#### The task
Only the lines from the one containing "Target: rust stain on wall" to the end of the listing below are wanted, repeated exactly.

Exercise data START

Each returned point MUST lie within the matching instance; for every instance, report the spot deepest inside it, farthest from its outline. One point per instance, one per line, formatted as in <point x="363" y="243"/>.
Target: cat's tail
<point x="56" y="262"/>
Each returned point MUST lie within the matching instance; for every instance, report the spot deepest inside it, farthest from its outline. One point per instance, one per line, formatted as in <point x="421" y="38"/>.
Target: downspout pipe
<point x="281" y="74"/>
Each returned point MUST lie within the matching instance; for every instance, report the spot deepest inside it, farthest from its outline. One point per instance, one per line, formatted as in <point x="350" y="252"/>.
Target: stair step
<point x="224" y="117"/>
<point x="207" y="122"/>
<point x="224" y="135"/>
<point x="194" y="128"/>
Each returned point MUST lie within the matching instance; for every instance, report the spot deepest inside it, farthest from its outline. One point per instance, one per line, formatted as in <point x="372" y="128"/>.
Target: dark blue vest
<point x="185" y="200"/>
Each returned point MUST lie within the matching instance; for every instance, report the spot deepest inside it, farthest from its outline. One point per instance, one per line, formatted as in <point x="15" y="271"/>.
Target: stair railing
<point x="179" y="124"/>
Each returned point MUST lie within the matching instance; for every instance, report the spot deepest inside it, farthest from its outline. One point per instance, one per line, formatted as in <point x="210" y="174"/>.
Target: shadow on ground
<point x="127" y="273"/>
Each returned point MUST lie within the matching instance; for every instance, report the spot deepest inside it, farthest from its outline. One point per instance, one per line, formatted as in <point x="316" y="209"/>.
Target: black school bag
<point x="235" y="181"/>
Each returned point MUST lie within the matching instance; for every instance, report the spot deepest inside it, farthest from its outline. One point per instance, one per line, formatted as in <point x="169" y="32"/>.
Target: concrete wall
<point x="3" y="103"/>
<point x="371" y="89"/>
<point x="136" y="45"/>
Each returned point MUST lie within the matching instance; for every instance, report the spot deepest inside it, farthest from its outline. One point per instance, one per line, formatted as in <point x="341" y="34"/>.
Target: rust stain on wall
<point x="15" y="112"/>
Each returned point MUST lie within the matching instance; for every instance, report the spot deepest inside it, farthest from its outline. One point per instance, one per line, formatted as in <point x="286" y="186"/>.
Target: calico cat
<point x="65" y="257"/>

Exercise data END

#### Answer to this exercise
Target: rust stain on wall
<point x="15" y="112"/>
Each returned point MUST lie within the matching instance; for every instance, report the spot deepest inside it, farthest from its outline. One point per instance, one per line, formatted as in <point x="286" y="186"/>.
Target: calico cat
<point x="65" y="257"/>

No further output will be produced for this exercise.